__Set problem__
Quote the lines below word for word, omitting the pictures.

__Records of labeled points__

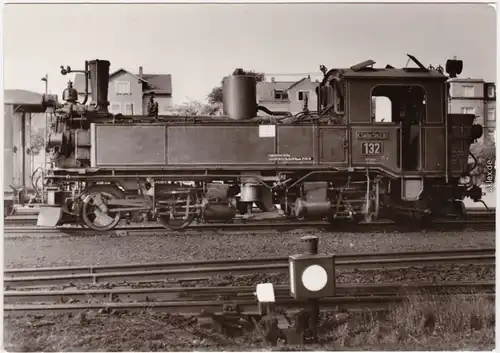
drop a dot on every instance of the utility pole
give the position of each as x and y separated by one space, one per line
46 80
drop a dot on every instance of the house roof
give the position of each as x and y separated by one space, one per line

__Complete response__
drop a dot on every instance of the utility pole
give the position of each as x and y separated by one space, one per line
46 80
drop a dot on every instance of the house roof
give the position of each as x and y separated by one space, one per line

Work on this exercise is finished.